● TASK PROMPT:
Put the items below, from the line with "of the breaking" through the line with "column 147, row 176", into a two-column CSV headed item and answer. Give one row per item, with its text and its answer each in a single quoted field and any line breaks replaced by spaces.

● MATERIALS PROVIDED:
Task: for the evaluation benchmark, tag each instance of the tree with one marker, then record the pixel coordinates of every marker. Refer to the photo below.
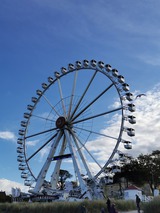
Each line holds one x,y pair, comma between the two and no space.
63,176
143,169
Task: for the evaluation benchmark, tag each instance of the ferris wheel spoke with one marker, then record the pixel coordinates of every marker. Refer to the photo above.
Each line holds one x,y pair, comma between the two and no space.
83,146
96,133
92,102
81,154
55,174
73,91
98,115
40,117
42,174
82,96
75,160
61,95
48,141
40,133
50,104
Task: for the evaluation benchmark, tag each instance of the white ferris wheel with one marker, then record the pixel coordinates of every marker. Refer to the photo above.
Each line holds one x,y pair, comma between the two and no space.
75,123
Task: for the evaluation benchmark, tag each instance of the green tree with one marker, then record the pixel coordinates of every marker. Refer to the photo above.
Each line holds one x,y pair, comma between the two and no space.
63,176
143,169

--

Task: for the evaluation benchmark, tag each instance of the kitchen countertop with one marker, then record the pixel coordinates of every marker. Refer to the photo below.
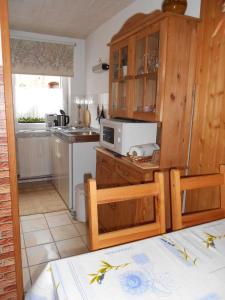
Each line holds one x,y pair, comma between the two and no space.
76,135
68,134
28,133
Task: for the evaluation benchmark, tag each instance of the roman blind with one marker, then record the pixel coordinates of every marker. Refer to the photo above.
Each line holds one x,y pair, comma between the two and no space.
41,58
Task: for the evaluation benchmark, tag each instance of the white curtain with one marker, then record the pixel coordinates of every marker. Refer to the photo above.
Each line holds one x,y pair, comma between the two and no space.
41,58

==

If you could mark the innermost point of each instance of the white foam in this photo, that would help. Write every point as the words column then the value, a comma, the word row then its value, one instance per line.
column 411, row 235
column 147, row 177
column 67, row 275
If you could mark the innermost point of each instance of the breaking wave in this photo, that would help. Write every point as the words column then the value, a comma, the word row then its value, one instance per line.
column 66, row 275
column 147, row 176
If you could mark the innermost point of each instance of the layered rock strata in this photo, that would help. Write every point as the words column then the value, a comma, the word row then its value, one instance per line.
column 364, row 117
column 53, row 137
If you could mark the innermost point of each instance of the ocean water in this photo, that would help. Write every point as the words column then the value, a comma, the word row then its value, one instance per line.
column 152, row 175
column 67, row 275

● EXERCISE RESULT:
item,answer
"If you could mark the innermost point of each instance of the breaking wave in this photo, that would help. Write every point as the words column then the value, a comma, the word row then its value, one instance per line.","column 66, row 275 column 147, row 176"